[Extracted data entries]
==============================
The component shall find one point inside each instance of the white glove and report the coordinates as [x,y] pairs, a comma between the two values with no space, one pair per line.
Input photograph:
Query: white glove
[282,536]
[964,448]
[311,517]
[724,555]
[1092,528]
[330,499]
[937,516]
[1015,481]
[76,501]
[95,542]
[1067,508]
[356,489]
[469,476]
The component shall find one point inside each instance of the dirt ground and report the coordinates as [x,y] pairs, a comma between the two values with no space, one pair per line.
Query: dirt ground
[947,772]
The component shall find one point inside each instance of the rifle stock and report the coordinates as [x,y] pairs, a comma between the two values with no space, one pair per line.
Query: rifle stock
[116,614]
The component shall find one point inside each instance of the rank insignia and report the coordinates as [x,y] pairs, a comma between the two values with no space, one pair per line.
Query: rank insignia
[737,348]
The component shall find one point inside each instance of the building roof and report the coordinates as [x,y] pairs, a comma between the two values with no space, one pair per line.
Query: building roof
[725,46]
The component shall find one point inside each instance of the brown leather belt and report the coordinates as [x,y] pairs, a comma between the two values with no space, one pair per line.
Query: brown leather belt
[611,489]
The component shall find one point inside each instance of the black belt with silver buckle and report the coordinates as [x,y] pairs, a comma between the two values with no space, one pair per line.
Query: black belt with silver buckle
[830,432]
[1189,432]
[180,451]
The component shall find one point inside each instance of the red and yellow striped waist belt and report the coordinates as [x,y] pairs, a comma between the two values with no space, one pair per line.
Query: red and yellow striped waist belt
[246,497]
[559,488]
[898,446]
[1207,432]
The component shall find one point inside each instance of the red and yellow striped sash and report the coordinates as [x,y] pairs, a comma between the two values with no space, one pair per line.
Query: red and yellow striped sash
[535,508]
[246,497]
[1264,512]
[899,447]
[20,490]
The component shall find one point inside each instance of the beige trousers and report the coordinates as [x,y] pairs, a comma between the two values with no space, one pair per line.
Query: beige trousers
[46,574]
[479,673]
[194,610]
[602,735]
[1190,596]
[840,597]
==============================
Give back all of the records exactly as they were provided above.

The component shall find one point inside each instance of the white glove and report the coordinates as [x,y] pairs, a comma between the two values with no space, one pair per line.
Input photograph:
Query: white glove
[282,536]
[964,448]
[311,517]
[724,555]
[1092,528]
[330,499]
[937,516]
[1015,481]
[76,501]
[95,542]
[1067,508]
[356,489]
[469,476]
The component shall find one point inside each instance of the dirt ground and report the coordinates as [x,y] pairs, a comma between the two values with no space, one pair per line.
Query: dirt ground
[947,772]
The component shall find one point inside each instance of the rifle stock and report the coordinates as [x,y] pairs, a comma between the two values with no space, one pair per line.
Query: rifle stock
[116,614]
The component shall find one point inside each instance of the rank insignia and report the coordinates as [x,y] pairs, a comma between the two values with no space, one pair per line.
Query: rank insignia
[737,348]
The component shall find one point inside each instance of the building roof and report the coordinates as [x,y] pairs, a comma between the two values with no space, one pair per line.
Query: building roof
[725,46]
The component shall find one point inside each instance of the brown leather belt and report the coordinates as [x,y] pairs, a comma between the two values with no space, one pair per line.
Query: brown leather belt
[611,489]
The component shall find one point inside each instance of the black belt with silver buckle and report the coordinates as [x,y] pairs, a comma between the two values with no space, one pair per line.
Query: black belt with silver buckle
[830,432]
[1189,432]
[180,451]
The component shall find one point inside each instance of the red and yellow striped waist belt and report the coordinates as [x,y] pairs, a comma between the two values with no space, one pair per line.
Query: red and yellow striped waist belt
[246,497]
[559,488]
[898,446]
[1207,432]
The component shall find one point inside each instance of the red and yellow striped sash and report the coordinates as [x,y] pairs, a comma between the two values with no space, one pair per line.
Query: red and yellow striped sash
[535,508]
[246,497]
[1264,512]
[899,447]
[20,490]
The component shall find one point inside each instance of the beige trousers and report the coordinates as [x,y] pairs, a comma between the two values with no space, one pair per line.
Query: beige trousers
[46,574]
[479,673]
[194,610]
[602,735]
[1190,596]
[840,597]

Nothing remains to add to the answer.